- **Set exercise**:
Drop the pictures; give again exactly the lines from the one holding "Place a point on every instance of the blue berry" through the end of the data.

- **Records for the exercise**:
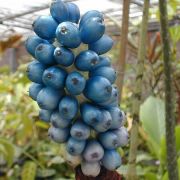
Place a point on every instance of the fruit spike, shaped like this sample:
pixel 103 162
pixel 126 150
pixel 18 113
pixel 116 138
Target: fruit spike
pixel 91 127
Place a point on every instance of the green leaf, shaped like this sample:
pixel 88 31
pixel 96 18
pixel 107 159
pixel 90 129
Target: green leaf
pixel 29 171
pixel 152 116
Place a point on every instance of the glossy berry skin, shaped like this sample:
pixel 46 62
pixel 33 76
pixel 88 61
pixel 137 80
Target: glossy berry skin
pixel 54 77
pixel 45 27
pixel 32 42
pixel 93 151
pixel 75 83
pixel 111 160
pixel 98 89
pixel 92 30
pixel 113 101
pixel 107 72
pixel 122 135
pixel 59 11
pixel 68 107
pixel 109 140
pixel 58 122
pixel 105 123
pixel 34 89
pixel 85 60
pixel 45 115
pixel 117 117
pixel 80 131
pixel 74 12
pixel 91 115
pixel 101 46
pixel 75 147
pixel 90 169
pixel 64 56
pixel 104 61
pixel 58 135
pixel 68 35
pixel 48 98
pixel 35 71
pixel 90 14
pixel 44 54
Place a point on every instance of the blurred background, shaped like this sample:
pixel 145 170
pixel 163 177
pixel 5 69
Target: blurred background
pixel 25 149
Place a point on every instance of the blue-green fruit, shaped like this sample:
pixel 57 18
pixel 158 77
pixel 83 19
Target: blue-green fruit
pixel 92 30
pixel 58 135
pixel 48 98
pixel 80 131
pixel 74 12
pixel 75 83
pixel 101 46
pixel 107 72
pixel 32 42
pixel 64 56
pixel 45 27
pixel 54 77
pixel 45 115
pixel 34 89
pixel 59 11
pixel 44 53
pixel 35 71
pixel 68 107
pixel 98 89
pixel 75 147
pixel 68 35
pixel 93 151
pixel 86 59
pixel 91 115
pixel 58 122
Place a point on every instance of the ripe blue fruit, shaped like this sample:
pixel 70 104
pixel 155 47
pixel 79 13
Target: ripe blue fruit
pixel 34 89
pixel 113 101
pixel 80 131
pixel 117 117
pixel 91 115
pixel 45 115
pixel 105 123
pixel 59 11
pixel 90 14
pixel 75 83
pixel 92 30
pixel 107 72
pixel 74 12
pixel 48 98
pixel 111 160
pixel 68 35
pixel 54 77
pixel 109 140
pixel 64 56
pixel 93 151
pixel 35 71
pixel 122 135
pixel 58 122
pixel 101 46
pixel 32 42
pixel 58 135
pixel 68 107
pixel 90 169
pixel 103 61
pixel 45 27
pixel 44 53
pixel 75 147
pixel 85 60
pixel 98 89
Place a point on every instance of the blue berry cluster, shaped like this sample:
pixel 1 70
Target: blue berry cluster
pixel 76 94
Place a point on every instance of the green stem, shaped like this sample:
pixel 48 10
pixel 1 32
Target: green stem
pixel 131 175
pixel 169 97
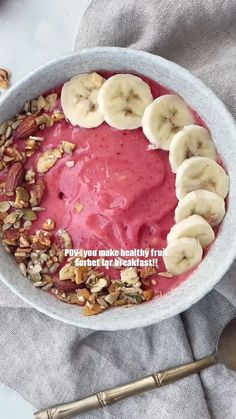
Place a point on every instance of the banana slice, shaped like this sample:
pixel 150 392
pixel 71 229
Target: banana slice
pixel 79 100
pixel 191 141
pixel 201 173
pixel 122 100
pixel 182 255
pixel 194 226
pixel 205 203
pixel 163 118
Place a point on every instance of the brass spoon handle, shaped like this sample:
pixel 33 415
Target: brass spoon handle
pixel 116 394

- **Right answer**:
Place a point on every instance of the blue berry cluster, shaped like this sample:
pixel 1 70
Target: blue berry cluster
pixel 76 94
Place a point on every instance of the green stem, shaped like this sample:
pixel 48 10
pixel 1 32
Target: green stem
pixel 131 175
pixel 169 97
Place a point on every instance of the banana slice, shaped like this sample:
pixel 150 392
pixel 71 229
Target: banana slice
pixel 79 100
pixel 191 141
pixel 201 173
pixel 122 100
pixel 182 255
pixel 194 226
pixel 205 203
pixel 163 118
Place a point on every instance of the brass spoon handle, shaped like this sample:
pixel 33 415
Target: brass spoon handle
pixel 116 394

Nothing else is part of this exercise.